### Task to complete
The answer consists of one number: how many lines of the data below include the string "instance".

*** Provided data ***

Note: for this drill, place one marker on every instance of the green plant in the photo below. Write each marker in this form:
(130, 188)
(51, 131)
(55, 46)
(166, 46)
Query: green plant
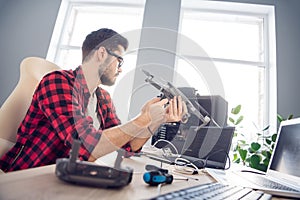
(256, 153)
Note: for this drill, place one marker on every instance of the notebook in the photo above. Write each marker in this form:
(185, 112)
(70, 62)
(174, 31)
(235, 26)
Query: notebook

*** End of Provided data ***
*** Provided data ***

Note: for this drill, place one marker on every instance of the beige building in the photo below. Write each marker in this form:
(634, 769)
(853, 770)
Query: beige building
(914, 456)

*** End of Provided data ***

### Completed exercise
3